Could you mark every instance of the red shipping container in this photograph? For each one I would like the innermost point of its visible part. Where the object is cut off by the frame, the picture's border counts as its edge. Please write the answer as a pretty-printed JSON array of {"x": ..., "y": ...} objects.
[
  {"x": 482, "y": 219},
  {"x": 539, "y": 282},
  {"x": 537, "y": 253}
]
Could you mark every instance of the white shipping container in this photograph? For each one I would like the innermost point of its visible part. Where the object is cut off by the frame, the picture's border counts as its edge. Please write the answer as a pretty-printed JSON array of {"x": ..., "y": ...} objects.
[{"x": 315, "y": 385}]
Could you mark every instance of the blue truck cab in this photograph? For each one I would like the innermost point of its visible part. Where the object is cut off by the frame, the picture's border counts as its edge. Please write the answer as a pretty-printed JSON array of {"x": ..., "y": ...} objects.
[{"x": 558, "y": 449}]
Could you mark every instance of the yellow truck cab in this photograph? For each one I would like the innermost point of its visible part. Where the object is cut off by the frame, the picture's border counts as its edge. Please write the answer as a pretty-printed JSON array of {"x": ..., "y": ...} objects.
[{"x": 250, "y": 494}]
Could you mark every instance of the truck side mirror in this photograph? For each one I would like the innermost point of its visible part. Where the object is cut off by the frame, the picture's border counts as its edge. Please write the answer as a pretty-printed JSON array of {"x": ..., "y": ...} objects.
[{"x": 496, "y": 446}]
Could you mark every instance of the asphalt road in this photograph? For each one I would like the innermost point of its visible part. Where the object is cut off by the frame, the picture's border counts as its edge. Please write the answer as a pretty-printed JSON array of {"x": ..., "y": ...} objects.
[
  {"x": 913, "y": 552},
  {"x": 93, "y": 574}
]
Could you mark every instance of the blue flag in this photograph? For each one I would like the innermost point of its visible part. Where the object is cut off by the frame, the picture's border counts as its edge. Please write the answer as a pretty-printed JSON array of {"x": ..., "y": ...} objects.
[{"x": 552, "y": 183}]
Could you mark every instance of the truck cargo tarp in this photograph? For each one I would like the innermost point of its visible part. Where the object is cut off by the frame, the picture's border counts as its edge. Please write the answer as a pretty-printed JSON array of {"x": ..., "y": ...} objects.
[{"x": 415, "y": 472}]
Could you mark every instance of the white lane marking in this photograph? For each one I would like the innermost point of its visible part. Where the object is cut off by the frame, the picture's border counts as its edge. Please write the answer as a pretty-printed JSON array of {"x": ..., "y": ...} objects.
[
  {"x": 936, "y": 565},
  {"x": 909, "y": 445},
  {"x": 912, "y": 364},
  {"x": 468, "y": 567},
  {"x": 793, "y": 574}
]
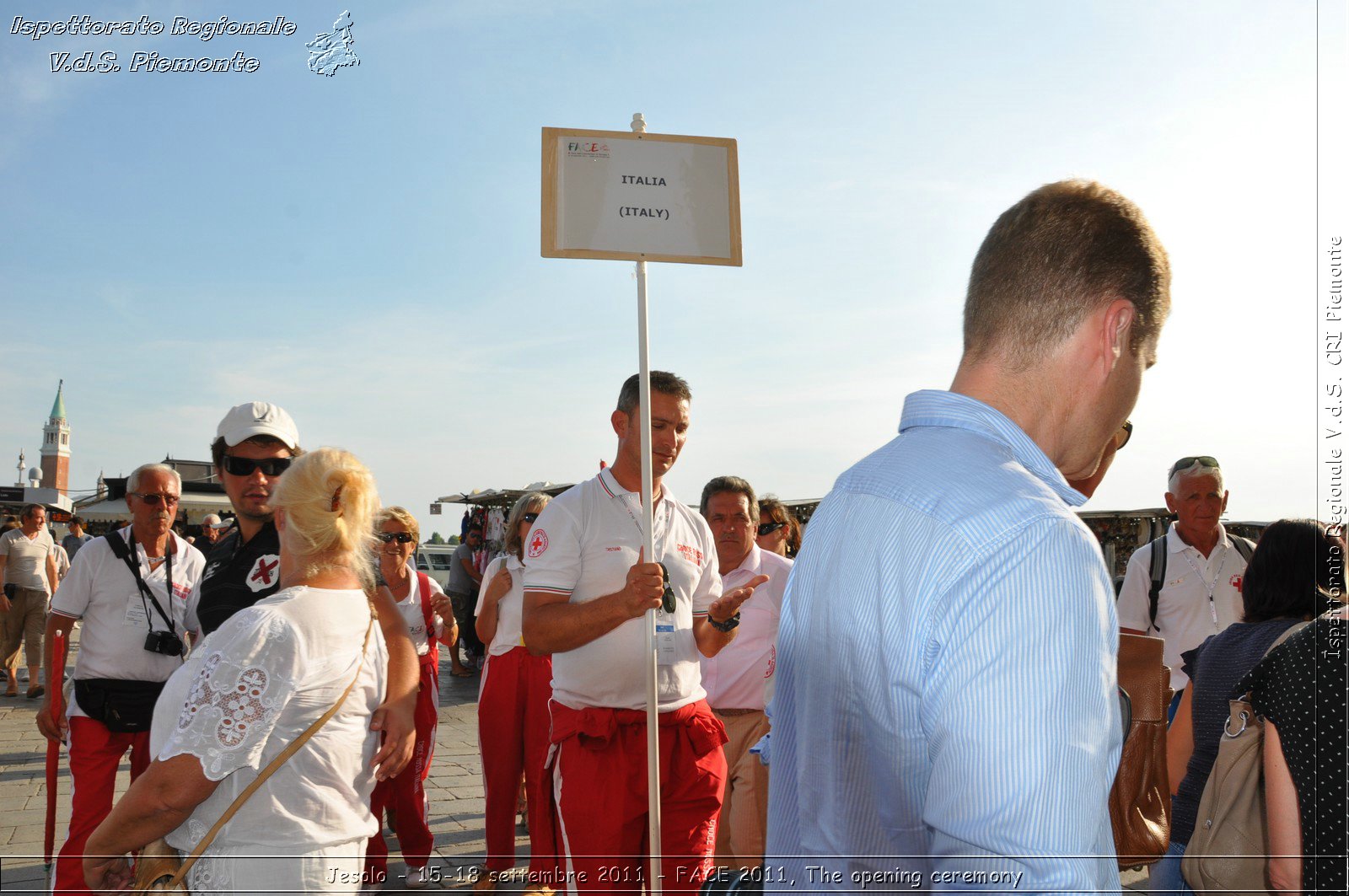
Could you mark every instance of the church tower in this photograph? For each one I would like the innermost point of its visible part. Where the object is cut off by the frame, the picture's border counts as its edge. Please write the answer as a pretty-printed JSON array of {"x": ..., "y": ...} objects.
[{"x": 56, "y": 446}]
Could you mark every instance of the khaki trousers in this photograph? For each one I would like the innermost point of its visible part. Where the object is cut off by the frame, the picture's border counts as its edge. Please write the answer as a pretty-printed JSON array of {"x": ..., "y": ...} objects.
[
  {"x": 24, "y": 625},
  {"x": 739, "y": 831}
]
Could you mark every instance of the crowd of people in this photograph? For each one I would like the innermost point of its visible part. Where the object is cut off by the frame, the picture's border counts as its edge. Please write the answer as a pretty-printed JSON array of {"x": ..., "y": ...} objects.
[{"x": 921, "y": 689}]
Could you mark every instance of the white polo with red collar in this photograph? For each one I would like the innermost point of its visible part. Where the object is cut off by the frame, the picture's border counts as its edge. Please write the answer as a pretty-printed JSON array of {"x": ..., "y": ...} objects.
[{"x": 582, "y": 547}]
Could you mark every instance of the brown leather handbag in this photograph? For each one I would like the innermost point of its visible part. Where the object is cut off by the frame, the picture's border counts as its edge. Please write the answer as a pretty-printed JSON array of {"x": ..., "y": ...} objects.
[{"x": 1140, "y": 799}]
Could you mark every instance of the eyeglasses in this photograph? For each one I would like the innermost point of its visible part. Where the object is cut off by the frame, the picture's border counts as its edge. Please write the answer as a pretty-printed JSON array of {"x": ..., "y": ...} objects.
[
  {"x": 246, "y": 466},
  {"x": 1185, "y": 463},
  {"x": 155, "y": 500}
]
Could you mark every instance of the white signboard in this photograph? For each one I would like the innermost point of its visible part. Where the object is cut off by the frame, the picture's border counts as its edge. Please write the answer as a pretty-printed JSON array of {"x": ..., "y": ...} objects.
[{"x": 654, "y": 197}]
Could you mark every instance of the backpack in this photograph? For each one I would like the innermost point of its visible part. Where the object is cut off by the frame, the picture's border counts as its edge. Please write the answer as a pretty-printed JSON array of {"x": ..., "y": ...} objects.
[
  {"x": 1231, "y": 842},
  {"x": 1158, "y": 571},
  {"x": 1140, "y": 797}
]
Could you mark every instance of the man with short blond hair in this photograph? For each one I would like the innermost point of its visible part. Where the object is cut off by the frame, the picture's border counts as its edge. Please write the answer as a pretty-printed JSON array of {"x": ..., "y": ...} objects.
[{"x": 1201, "y": 570}]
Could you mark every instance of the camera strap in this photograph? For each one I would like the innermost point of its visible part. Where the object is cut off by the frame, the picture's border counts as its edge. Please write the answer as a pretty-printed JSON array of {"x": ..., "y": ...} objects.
[{"x": 127, "y": 555}]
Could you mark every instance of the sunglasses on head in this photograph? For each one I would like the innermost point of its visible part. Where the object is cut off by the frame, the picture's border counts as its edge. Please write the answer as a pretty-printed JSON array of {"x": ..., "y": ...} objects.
[
  {"x": 1185, "y": 463},
  {"x": 155, "y": 500},
  {"x": 245, "y": 466}
]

> [EXERCISE]: Look above for the line containing "Could you mark every instance of the man", then transcribe it and all lines after it through the last, exactly and with nothing else.

> [RESULT]:
Could you mark every instance of the man with short blond hair in this photograph? For each one I would like the innermost point of its visible part. Where the object is cut off by the frame, the picture's border counts as its edge. Please write the answer as a pretty-printed JSON array of {"x": ..., "y": ...} objects.
[{"x": 1201, "y": 570}]
Could you mark every instance of the camera strap in this photograph? For each one I would like the innermost point of its visible part. Where the object is cut off by the frame, the picture's border counts as its edge. Please write the answer as a pretty-printed JSON array of {"x": ..., "y": ...} objects.
[{"x": 127, "y": 555}]
Could you mark every instance of the sunglasses on head in this photograph? For each one I would like the innermost point of its visible part. Where the object is cut off by the frame, the picture's border counts as its edge. Please write the answer as a pretty-printed JSON array of {"x": ..., "y": ...} objects.
[
  {"x": 1185, "y": 463},
  {"x": 155, "y": 500},
  {"x": 245, "y": 466}
]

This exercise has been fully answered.